PROBLEM REQUIREMENTS: Set down precisely the lines from the line with "Please point out the golden" through the end of the material, inclusive, and no pictures.

[Collected data entries]

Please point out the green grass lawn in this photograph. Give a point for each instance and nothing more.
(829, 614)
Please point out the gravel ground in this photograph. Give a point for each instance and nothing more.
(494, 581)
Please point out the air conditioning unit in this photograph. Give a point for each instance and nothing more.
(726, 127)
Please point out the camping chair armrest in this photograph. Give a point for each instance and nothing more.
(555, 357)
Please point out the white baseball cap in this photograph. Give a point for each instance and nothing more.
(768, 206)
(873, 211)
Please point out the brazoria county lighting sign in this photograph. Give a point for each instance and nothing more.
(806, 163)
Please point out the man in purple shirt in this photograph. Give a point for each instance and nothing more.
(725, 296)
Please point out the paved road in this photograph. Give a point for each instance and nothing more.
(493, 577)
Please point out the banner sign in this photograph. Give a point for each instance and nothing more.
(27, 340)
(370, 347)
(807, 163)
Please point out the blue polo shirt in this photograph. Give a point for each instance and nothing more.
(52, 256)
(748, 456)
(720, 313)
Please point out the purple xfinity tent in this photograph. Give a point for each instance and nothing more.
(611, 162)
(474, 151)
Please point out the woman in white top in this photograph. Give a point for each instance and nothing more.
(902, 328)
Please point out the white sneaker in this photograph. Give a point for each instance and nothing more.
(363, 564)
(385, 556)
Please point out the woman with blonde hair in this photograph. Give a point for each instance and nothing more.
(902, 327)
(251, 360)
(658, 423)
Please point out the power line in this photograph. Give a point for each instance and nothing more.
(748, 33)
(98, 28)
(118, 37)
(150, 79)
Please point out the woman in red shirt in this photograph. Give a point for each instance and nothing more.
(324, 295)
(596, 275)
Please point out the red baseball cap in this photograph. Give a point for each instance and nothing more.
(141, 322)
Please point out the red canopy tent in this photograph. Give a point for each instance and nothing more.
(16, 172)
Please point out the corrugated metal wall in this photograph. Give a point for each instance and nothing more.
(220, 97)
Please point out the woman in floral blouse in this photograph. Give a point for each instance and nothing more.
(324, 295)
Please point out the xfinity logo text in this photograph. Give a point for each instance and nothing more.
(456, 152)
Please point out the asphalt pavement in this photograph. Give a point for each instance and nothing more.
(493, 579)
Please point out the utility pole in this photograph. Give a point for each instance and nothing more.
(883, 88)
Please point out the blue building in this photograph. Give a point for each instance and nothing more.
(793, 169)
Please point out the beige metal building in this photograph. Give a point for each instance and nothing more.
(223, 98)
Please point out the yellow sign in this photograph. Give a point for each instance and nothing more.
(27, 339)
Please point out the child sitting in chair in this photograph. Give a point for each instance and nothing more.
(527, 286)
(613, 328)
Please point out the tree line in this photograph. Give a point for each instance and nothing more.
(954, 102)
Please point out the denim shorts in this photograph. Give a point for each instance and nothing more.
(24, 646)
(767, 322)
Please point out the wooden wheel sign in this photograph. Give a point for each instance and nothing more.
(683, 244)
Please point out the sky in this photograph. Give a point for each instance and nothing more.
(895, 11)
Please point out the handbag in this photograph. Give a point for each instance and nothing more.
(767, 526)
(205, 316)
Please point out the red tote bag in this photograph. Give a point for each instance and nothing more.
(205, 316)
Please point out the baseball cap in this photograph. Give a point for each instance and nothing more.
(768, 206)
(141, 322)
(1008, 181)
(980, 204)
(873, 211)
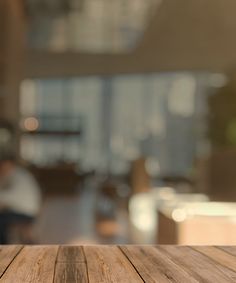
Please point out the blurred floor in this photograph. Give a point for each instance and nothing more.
(66, 219)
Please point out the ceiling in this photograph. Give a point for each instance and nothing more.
(182, 35)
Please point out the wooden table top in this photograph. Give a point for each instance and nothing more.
(110, 264)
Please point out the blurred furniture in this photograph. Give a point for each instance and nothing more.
(133, 264)
(198, 224)
(139, 178)
(216, 175)
(61, 179)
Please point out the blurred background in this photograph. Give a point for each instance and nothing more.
(118, 121)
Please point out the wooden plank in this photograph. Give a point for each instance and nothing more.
(70, 254)
(71, 273)
(107, 264)
(218, 256)
(7, 255)
(228, 249)
(71, 266)
(33, 264)
(155, 267)
(199, 266)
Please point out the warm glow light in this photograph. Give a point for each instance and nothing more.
(179, 215)
(31, 124)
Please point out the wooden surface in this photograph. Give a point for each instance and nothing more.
(124, 264)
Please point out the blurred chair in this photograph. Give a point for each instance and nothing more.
(209, 223)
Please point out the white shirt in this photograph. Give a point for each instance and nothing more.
(20, 192)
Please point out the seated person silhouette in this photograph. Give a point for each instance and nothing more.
(19, 195)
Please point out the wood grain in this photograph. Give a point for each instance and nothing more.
(70, 254)
(198, 265)
(228, 249)
(114, 264)
(71, 266)
(219, 256)
(107, 264)
(155, 267)
(7, 254)
(71, 273)
(33, 264)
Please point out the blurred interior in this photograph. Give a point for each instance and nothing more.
(125, 113)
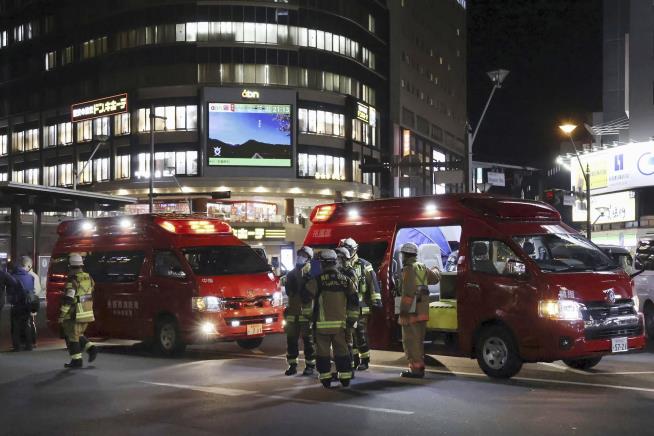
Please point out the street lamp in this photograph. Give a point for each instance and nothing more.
(497, 77)
(568, 129)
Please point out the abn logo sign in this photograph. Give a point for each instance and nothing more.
(250, 95)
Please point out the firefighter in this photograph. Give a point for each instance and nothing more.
(335, 308)
(76, 312)
(369, 296)
(414, 308)
(346, 269)
(298, 313)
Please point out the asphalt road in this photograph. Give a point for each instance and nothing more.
(221, 389)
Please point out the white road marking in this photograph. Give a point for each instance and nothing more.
(564, 368)
(239, 392)
(481, 375)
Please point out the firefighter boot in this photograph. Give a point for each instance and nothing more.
(93, 353)
(411, 374)
(74, 364)
(292, 369)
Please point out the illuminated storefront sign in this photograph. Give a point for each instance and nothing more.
(101, 107)
(615, 169)
(259, 234)
(616, 207)
(363, 112)
(250, 95)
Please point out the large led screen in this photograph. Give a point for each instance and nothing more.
(253, 135)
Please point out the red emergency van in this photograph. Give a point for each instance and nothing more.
(518, 285)
(172, 279)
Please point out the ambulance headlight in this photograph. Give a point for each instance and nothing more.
(208, 328)
(277, 299)
(563, 310)
(207, 304)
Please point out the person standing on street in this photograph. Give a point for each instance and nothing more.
(414, 308)
(335, 308)
(76, 312)
(21, 298)
(369, 296)
(36, 302)
(298, 314)
(346, 269)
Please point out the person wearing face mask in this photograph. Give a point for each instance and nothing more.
(298, 313)
(414, 308)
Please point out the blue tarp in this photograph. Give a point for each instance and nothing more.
(424, 235)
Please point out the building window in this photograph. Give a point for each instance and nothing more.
(356, 171)
(122, 124)
(64, 133)
(30, 175)
(3, 145)
(84, 131)
(65, 174)
(94, 47)
(50, 175)
(67, 55)
(321, 122)
(176, 118)
(101, 126)
(50, 60)
(85, 170)
(49, 136)
(101, 169)
(122, 163)
(321, 166)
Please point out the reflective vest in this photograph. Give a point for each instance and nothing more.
(79, 294)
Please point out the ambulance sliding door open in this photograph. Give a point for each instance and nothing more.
(438, 246)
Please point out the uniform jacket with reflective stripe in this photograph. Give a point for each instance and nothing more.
(367, 284)
(77, 302)
(336, 301)
(300, 300)
(415, 279)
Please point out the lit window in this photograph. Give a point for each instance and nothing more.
(122, 124)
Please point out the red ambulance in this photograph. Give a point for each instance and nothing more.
(171, 279)
(518, 285)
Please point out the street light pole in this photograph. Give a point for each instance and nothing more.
(568, 129)
(497, 77)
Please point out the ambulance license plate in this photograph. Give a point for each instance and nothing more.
(255, 329)
(619, 345)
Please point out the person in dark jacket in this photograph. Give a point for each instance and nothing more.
(21, 296)
(6, 281)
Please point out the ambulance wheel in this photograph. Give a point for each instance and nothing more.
(249, 344)
(497, 352)
(167, 338)
(648, 313)
(583, 364)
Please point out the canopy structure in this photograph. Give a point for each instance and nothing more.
(37, 198)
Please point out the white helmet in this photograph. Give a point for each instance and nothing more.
(75, 259)
(409, 248)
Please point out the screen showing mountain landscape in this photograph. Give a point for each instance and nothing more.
(243, 134)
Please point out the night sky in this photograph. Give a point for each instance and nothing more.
(553, 49)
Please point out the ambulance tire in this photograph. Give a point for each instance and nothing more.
(497, 353)
(167, 338)
(582, 364)
(249, 344)
(648, 313)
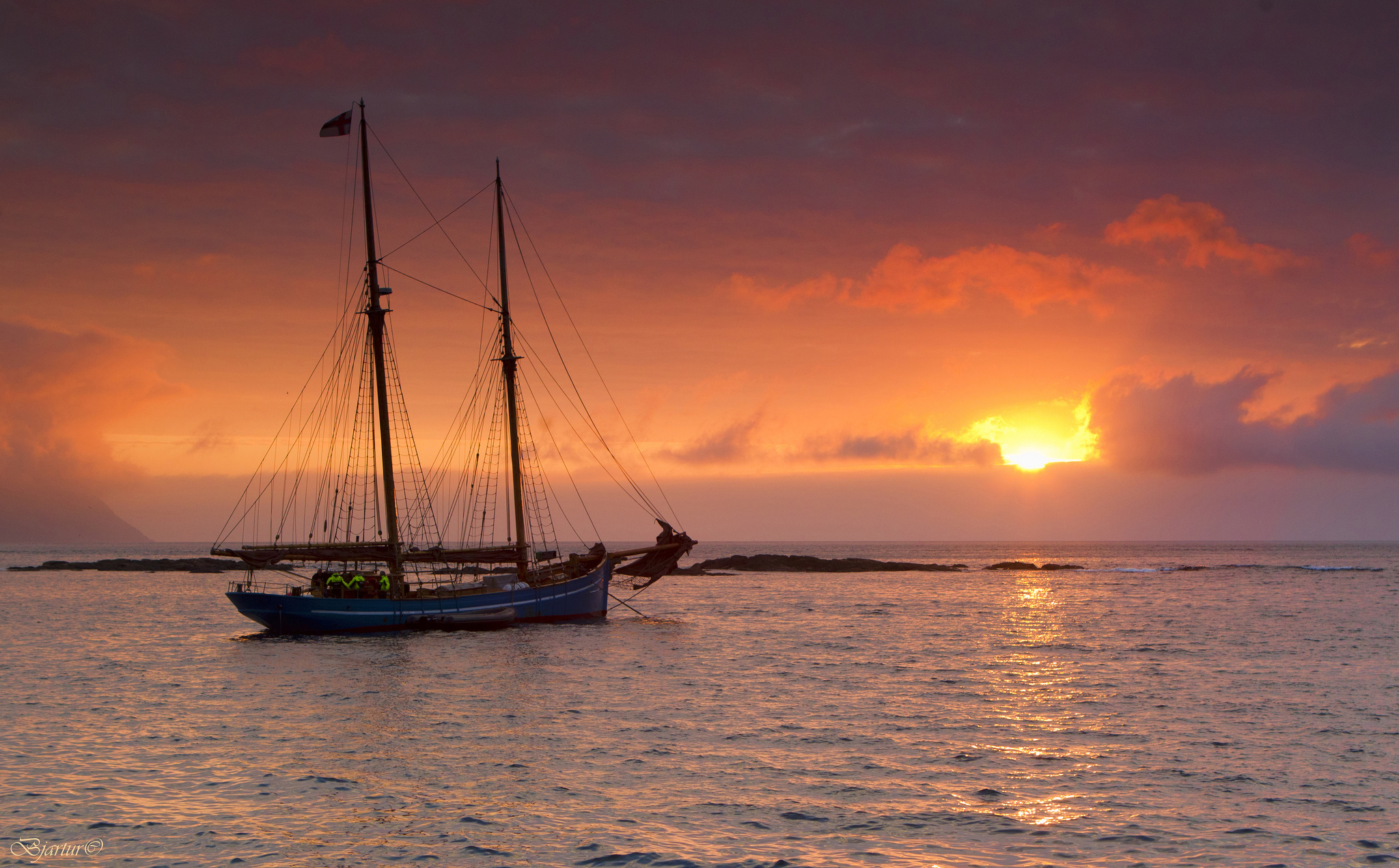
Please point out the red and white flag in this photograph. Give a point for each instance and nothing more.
(337, 126)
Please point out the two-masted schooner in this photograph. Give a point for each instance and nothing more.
(342, 492)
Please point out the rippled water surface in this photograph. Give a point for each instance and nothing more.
(1236, 716)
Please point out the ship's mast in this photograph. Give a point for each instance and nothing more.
(376, 313)
(508, 364)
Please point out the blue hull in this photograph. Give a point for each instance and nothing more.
(582, 597)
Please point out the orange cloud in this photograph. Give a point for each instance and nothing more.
(57, 389)
(730, 446)
(1204, 232)
(1191, 427)
(904, 280)
(910, 446)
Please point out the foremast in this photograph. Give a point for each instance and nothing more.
(508, 368)
(375, 312)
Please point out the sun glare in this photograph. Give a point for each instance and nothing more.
(1029, 459)
(1034, 438)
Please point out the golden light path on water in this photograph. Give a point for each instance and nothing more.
(1120, 714)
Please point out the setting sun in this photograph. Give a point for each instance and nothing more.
(1030, 458)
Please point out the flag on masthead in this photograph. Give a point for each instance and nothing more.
(337, 126)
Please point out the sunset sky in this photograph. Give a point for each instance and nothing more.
(853, 272)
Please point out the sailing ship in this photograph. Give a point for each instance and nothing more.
(342, 491)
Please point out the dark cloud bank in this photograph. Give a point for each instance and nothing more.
(1188, 427)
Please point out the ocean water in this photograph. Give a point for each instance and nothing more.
(1125, 714)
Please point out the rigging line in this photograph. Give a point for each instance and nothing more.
(567, 471)
(440, 288)
(286, 420)
(581, 439)
(439, 223)
(624, 603)
(346, 207)
(596, 430)
(582, 414)
(444, 458)
(544, 267)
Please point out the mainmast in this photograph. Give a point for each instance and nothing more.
(508, 364)
(376, 313)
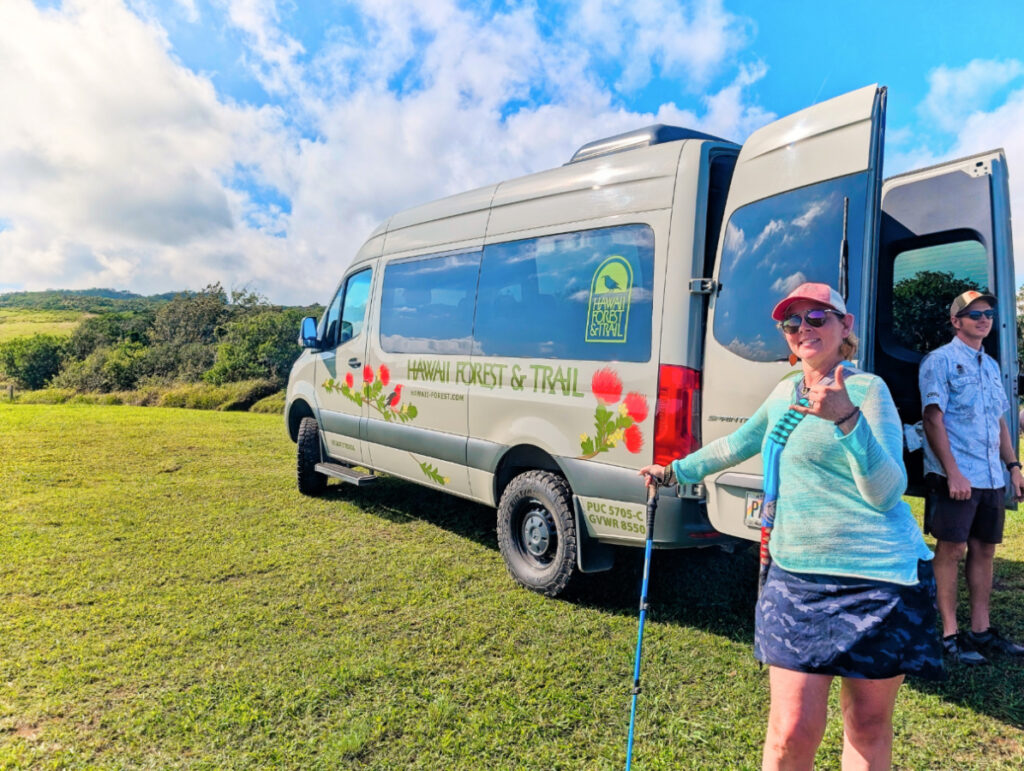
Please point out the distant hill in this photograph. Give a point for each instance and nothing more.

PROBLEM SOLUTION:
Please point out the golden light path on water in this photograph. Give a point for each instance and nothing more.
(1120, 714)
Please point out the setting sun in this photograph. Give a point for each instance and nothing more.
(1030, 458)
Please point out the flag on masthead in this photograph. Give a point for each instance and nothing more.
(337, 126)
Please point out the sunset sky in this photograph. Give a point for each instance and nothing more.
(853, 272)
Please point out the sailing ship in this photograph. Give a point for each instance and nothing more.
(342, 491)
Please point out the dark cloud bank in this photograph. Give a point for each instance and nothing more.
(1188, 427)
Please point out the ocean water in this photograph. Give a point for each instance and nothing more.
(1125, 714)
Please point out the rigging line in this photograph. Give a point for each instance and nothing more.
(567, 471)
(440, 288)
(286, 420)
(581, 439)
(439, 223)
(624, 603)
(346, 207)
(596, 430)
(582, 414)
(444, 458)
(544, 267)
Please point out the mainmast in this photograph. Give a point for each instance and nothing more.
(508, 364)
(376, 313)
Please point out the distant hill in this photograph. Give a point for each instance and nothing more.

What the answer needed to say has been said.